Begin

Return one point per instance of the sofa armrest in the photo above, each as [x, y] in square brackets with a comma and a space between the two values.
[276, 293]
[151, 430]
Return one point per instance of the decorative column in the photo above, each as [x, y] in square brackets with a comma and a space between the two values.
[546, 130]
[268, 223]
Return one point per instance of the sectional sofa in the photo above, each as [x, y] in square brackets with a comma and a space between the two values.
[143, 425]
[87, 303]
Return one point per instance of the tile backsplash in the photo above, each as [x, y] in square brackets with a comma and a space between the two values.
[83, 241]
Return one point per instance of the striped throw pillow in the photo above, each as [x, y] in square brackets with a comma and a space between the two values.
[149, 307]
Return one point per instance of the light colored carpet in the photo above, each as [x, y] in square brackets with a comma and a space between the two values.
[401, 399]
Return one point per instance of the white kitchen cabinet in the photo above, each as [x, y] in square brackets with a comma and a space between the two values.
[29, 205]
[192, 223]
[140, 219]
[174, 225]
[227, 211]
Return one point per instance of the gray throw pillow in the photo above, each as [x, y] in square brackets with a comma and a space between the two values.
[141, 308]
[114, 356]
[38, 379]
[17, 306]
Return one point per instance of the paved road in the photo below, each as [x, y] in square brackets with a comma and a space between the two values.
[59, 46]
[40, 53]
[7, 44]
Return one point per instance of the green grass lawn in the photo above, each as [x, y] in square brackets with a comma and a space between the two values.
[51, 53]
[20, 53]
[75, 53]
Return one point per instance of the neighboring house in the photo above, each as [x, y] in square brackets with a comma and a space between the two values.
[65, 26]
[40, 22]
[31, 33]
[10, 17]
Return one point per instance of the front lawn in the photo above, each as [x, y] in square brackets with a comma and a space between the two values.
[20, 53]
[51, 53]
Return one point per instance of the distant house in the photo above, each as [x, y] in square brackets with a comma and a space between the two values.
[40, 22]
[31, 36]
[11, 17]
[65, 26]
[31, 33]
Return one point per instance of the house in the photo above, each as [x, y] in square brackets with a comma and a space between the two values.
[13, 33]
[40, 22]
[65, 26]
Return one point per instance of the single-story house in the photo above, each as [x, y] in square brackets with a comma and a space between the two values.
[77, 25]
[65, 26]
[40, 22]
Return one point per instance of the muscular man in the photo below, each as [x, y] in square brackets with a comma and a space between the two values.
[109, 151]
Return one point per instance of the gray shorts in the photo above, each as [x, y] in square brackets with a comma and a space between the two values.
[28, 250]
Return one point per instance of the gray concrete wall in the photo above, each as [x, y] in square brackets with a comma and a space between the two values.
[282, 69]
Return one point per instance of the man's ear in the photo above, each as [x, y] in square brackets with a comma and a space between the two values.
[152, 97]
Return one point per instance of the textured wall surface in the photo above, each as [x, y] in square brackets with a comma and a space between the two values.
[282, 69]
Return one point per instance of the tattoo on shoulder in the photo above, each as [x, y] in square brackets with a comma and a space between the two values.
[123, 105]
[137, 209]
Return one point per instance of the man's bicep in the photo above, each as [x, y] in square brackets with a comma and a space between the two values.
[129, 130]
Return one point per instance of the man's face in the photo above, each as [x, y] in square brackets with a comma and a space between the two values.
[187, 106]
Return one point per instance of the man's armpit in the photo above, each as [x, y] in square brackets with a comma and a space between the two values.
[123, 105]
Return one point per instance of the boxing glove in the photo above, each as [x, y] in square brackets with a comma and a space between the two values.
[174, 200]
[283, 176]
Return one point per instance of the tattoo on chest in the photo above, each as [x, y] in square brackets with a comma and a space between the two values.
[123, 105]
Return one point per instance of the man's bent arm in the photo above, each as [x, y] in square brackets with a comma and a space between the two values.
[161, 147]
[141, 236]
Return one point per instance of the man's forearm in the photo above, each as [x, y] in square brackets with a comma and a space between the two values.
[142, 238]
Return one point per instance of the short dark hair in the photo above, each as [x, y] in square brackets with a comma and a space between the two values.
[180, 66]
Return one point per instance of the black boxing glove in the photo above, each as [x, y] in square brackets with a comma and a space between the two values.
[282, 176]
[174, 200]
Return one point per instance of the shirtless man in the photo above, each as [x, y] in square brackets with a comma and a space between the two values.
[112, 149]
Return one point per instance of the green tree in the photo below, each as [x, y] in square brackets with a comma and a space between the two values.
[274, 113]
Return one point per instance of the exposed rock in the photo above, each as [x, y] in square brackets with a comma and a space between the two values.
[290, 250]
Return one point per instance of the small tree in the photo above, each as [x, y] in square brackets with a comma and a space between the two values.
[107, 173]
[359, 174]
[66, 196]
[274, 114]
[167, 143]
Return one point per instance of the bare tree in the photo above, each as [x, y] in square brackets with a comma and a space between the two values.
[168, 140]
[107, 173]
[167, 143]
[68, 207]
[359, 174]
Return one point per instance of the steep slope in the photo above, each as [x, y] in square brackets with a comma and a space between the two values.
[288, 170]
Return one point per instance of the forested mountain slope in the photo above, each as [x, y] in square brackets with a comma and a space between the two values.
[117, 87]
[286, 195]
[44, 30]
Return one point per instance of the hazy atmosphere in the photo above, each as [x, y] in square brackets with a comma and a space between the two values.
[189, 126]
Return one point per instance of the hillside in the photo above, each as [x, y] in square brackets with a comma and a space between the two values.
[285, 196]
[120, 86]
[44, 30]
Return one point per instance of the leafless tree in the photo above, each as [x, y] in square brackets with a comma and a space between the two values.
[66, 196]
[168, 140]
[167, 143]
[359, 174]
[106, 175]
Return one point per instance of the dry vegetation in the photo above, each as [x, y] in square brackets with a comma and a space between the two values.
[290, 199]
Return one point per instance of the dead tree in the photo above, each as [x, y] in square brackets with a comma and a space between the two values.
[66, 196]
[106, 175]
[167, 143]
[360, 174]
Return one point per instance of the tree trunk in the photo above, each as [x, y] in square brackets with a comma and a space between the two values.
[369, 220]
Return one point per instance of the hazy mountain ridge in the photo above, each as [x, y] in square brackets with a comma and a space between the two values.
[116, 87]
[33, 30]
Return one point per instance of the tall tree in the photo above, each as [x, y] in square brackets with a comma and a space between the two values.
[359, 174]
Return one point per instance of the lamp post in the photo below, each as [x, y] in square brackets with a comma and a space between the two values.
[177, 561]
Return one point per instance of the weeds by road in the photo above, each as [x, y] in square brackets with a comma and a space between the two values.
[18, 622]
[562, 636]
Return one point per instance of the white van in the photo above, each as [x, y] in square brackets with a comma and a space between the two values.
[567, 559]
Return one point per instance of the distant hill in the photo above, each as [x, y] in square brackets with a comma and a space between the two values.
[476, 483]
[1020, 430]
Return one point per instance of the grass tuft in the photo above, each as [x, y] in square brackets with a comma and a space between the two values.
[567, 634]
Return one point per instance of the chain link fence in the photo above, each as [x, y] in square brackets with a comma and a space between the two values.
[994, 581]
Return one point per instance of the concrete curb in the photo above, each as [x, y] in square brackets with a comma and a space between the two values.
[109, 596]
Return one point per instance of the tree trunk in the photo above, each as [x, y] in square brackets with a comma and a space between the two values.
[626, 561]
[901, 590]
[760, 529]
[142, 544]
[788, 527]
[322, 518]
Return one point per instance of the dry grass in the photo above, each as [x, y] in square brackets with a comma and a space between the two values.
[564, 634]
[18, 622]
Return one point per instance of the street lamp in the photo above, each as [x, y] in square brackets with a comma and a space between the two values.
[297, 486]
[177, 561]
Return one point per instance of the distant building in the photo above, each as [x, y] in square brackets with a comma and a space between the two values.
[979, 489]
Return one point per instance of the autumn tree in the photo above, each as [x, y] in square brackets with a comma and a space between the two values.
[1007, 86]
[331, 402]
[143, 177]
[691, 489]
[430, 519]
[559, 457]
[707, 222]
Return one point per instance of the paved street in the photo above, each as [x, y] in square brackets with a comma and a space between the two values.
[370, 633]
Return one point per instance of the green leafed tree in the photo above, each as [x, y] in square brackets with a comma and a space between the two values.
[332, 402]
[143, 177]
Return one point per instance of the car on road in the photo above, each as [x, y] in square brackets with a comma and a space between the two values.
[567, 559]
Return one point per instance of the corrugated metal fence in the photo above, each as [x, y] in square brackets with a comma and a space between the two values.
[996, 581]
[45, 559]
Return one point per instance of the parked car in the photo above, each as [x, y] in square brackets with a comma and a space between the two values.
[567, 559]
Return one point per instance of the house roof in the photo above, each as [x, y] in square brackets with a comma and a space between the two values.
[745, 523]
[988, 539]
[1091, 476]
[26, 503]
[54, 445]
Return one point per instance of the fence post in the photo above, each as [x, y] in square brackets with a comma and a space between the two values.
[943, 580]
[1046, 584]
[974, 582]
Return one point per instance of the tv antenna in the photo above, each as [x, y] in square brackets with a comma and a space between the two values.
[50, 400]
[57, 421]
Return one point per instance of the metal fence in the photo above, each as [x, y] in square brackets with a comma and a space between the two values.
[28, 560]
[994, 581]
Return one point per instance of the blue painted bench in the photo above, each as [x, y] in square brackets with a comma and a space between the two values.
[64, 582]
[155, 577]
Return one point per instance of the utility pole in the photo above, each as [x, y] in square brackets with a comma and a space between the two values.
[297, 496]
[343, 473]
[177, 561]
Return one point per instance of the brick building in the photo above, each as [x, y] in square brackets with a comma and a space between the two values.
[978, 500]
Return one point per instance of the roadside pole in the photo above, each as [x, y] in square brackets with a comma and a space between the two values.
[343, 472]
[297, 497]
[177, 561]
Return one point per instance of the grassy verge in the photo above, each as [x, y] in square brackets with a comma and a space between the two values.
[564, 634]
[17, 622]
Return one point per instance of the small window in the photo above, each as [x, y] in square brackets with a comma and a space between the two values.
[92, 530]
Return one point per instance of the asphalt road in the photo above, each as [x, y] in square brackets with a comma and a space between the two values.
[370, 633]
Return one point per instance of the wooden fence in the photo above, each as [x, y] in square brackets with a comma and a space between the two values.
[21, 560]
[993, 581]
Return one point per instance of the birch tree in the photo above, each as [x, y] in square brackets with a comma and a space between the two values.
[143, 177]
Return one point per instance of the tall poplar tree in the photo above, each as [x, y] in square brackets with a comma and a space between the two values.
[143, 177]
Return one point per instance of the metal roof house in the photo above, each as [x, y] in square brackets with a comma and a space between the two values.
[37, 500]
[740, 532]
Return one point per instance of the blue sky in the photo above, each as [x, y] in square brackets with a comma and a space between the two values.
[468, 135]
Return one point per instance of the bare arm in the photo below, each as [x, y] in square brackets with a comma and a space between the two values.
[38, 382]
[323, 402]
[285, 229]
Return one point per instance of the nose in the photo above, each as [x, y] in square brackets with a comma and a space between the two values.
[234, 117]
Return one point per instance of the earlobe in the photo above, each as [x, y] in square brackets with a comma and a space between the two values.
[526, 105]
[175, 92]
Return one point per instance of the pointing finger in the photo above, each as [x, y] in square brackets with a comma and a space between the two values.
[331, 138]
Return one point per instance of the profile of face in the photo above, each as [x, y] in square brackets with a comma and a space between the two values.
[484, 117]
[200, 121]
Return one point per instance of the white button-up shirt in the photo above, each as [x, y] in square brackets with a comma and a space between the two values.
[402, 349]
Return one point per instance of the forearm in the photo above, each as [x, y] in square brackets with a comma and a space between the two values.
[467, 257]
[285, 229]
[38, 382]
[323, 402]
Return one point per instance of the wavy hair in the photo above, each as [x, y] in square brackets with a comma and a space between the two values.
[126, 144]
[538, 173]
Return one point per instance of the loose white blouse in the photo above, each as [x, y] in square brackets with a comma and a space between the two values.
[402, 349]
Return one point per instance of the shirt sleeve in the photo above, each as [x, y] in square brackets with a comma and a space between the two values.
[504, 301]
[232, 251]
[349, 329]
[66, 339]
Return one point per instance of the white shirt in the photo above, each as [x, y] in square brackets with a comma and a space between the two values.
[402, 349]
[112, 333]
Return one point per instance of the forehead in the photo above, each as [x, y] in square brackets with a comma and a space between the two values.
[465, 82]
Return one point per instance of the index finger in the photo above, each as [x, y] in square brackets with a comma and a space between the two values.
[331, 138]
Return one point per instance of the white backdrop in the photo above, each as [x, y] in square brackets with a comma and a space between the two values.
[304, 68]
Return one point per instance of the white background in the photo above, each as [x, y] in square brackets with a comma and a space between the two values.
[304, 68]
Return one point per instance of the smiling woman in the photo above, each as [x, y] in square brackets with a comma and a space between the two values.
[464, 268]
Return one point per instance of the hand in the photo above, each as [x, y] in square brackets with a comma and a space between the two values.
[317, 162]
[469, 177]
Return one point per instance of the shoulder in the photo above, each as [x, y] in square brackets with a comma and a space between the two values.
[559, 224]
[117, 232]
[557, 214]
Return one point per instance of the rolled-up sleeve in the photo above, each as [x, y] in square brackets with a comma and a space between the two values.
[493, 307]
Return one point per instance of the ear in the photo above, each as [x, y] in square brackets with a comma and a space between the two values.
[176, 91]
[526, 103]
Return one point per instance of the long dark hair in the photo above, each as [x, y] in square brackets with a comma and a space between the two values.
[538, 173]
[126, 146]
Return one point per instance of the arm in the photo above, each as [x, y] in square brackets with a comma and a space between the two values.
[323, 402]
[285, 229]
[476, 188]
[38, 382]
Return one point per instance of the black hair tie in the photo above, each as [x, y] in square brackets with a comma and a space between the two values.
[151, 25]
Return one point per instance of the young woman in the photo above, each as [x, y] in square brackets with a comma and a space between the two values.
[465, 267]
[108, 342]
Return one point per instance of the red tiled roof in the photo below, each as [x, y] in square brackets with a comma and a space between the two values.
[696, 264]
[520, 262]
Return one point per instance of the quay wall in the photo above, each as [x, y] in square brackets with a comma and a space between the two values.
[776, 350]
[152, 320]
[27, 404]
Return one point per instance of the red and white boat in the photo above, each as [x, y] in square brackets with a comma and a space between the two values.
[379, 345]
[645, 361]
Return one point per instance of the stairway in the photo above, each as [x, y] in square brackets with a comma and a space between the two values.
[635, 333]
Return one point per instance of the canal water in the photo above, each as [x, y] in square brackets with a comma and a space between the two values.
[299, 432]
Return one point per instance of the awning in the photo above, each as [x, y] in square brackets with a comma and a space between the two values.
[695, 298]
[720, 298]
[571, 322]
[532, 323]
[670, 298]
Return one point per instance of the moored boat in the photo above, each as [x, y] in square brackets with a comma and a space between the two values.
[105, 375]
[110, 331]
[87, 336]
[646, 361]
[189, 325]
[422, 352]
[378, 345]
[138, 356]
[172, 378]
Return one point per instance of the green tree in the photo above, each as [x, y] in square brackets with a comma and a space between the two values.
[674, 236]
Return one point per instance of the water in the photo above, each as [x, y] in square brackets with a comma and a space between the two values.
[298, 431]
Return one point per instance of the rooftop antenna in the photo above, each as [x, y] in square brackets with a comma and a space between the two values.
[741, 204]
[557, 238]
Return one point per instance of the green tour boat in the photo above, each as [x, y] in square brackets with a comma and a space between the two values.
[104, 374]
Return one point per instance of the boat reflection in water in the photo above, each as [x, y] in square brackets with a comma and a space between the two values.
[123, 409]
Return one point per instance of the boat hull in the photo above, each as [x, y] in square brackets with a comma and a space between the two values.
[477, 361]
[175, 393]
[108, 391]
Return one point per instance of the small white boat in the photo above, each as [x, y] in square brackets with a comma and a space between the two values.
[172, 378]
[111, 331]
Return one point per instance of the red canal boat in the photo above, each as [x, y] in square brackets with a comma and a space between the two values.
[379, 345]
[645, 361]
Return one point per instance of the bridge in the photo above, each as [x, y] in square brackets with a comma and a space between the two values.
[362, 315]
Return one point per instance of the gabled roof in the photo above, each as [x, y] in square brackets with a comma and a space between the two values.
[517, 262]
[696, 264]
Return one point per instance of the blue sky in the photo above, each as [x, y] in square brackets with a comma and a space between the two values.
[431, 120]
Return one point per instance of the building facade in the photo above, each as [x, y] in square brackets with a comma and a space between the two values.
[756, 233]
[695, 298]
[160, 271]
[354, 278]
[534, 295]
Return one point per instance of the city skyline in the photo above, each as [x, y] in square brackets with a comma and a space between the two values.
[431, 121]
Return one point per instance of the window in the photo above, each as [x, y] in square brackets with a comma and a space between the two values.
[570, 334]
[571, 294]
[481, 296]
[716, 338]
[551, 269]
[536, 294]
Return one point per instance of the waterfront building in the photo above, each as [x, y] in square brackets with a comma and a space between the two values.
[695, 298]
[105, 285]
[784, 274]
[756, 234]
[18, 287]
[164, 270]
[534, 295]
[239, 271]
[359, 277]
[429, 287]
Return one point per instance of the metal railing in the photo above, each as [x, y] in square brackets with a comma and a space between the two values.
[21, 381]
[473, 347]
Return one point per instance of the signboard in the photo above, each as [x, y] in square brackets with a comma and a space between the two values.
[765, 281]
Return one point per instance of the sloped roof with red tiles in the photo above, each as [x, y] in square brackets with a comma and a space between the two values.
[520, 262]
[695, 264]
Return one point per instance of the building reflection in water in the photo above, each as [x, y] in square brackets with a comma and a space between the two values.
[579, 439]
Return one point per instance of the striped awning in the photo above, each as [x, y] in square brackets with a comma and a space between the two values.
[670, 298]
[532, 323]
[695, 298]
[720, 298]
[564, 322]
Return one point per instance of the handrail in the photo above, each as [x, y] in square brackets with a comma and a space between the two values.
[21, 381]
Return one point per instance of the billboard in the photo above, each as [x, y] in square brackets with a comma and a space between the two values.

End

• **EXERCISE DIRECTIONS**
Return exactly the lines from the one containing "Return one point per instance of the building facade" to the last line of the data, and nothing more.

• **TASK RESULT**
Return one point per instance of the building facade in the photo above, each as [x, y] in square brackets with a comma and a space between the two values.
[756, 233]
[695, 298]
[160, 271]
[354, 278]
[534, 295]
Return one point per instance of the city skyline in the photo above, each as [x, y] in square brackets with a comma and a space between the two values.
[431, 121]
Return one point per instance of the window in the photo above, each as [x, y] in square brackets with a comma and a space between the two values.
[570, 334]
[571, 294]
[481, 296]
[716, 338]
[551, 269]
[536, 294]
Return one point per instance of the waterfront building in the photo above, each as [x, y] in square brackets with a comma and a space between the two values.
[695, 298]
[105, 285]
[784, 274]
[756, 234]
[18, 287]
[164, 270]
[534, 295]
[239, 271]
[359, 277]
[429, 287]
Return one point per instance of the metal railing in the photo above, each as [x, y] in square brackets with a comma and a space between the two values.
[21, 381]
[473, 347]
Return one point per instance of the signboard in the photo above, each as [x, y] in square brackets with a comma and a space between the two values.
[765, 281]
Return one point per instance of the sloped roof with red tiles in the photo above, each as [x, y] in square brackets with a comma and a space between the two values.
[520, 262]
[695, 264]
Return one point per instance of the building reflection in water in the photo above, each as [x, y] in square brackets with a comma and a space between the two values.
[579, 439]
Return one point per instance of the striped awning in the photo above, each as [x, y] in square brackets with a comma and a space between the two values.
[670, 298]
[532, 323]
[695, 298]
[720, 298]
[564, 322]
Return one point per instance of the handrail in the photo above, each as [x, y] in square brackets with a comma and a space between the two values.
[21, 381]
Return one point per instance of the billboard in the photo above, each as [x, y] in square brackets with a comma and a space between the two values.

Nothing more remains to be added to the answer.